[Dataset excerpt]
--------

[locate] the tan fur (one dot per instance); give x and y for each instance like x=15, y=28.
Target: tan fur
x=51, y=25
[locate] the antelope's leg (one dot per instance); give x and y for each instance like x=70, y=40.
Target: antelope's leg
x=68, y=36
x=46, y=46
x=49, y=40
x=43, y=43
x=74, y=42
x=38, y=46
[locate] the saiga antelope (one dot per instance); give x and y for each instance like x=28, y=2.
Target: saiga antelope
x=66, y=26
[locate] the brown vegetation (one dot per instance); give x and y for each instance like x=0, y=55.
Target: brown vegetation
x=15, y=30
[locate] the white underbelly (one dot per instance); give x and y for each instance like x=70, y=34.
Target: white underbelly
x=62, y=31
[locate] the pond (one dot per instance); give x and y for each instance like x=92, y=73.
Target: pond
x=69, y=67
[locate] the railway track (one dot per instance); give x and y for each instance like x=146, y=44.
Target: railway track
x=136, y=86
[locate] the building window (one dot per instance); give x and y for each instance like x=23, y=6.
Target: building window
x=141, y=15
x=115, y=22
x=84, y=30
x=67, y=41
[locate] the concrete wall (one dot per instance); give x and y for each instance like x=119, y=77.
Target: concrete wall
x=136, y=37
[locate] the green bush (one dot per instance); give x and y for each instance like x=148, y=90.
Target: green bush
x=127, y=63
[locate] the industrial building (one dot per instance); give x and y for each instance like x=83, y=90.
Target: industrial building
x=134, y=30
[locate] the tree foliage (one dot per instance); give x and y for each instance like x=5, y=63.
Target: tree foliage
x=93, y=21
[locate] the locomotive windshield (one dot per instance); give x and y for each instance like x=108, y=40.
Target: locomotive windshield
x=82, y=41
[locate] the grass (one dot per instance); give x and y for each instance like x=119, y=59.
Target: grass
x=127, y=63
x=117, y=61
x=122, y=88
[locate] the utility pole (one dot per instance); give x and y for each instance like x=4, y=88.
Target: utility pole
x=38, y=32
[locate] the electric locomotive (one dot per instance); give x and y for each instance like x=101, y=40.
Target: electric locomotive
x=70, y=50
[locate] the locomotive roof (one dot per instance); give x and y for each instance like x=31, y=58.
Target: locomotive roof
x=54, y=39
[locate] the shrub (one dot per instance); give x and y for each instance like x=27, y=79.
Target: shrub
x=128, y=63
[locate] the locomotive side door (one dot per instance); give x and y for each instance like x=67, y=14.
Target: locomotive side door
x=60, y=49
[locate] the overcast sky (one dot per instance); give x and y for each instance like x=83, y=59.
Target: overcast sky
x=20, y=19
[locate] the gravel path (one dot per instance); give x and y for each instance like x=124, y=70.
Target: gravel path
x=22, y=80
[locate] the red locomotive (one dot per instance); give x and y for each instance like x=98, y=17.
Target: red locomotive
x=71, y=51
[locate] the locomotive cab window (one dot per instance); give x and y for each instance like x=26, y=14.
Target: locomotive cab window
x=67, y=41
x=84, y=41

--------

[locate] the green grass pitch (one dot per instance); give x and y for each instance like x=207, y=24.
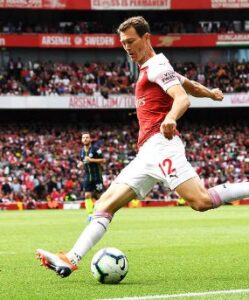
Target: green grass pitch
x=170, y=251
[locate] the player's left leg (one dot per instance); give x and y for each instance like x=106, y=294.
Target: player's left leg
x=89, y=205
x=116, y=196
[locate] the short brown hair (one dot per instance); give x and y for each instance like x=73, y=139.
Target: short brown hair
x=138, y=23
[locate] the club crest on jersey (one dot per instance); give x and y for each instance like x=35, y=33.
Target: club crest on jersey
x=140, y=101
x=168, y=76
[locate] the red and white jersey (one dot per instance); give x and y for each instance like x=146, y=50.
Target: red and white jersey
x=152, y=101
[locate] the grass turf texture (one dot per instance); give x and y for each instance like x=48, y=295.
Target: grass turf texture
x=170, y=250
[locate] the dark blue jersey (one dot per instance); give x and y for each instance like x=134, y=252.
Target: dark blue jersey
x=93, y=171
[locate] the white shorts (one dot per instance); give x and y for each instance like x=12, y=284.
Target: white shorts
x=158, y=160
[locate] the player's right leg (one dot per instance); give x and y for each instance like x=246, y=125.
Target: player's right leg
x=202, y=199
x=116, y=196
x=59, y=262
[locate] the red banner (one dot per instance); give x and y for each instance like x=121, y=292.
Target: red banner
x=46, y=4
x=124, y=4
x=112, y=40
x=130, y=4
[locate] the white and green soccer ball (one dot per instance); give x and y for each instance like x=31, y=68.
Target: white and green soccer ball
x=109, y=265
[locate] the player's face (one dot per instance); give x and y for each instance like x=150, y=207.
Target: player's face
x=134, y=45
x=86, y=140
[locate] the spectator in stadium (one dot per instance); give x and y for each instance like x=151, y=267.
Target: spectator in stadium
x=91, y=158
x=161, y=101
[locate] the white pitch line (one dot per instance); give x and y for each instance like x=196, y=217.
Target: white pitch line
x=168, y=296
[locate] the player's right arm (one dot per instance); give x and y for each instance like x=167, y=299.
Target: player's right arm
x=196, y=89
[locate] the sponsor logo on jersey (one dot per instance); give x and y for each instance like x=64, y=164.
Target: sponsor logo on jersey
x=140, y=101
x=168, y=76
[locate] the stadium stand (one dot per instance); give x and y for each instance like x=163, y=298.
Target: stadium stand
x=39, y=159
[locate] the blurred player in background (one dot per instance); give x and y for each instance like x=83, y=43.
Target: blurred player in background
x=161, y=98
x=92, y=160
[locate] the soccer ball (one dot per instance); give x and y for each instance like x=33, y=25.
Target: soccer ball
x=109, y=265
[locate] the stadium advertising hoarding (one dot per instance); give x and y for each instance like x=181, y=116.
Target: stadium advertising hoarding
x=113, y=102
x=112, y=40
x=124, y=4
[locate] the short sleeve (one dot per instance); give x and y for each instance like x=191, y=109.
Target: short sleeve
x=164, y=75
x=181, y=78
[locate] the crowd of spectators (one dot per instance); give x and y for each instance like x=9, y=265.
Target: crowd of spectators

--------

§ **THE PROBLEM**: Convert the listing into a Markdown table with the columns Row and Line, giving each line a row number and leaving out blank lines. Begin at the line that has "[locate] the blurred" and stop after the line that has "Target: crowd of spectators".

§ **RESPONSE**:
| Row | Line |
|---|---|
| 1 | [locate] the blurred player in background (one dot per instance); give x and y for each instance like x=83, y=43. |
| 2 | Target: blurred player in background |
| 3 | x=161, y=98 |
| 4 | x=92, y=160 |
| 5 | [locate] the soccer ball (one dot per instance); give x and y for each instance like x=33, y=25. |
| 6 | Target: soccer ball |
| 7 | x=109, y=265 |
| 8 | [locate] the stadium advertising hoarding (one dot per instance); give x and y for each instance like x=181, y=116. |
| 9 | Target: stadium advertising hoarding |
| 10 | x=113, y=102 |
| 11 | x=112, y=40 |
| 12 | x=124, y=4 |
| 13 | [locate] the short sleeve (one dot per instance); give x and y for each instance like x=191, y=109. |
| 14 | Target: short sleeve |
| 15 | x=164, y=75 |
| 16 | x=181, y=78 |
| 17 | [locate] the crowd of spectators (one dot per instance); give x and y for each instance like x=9, y=265. |
| 18 | Target: crowd of spectators |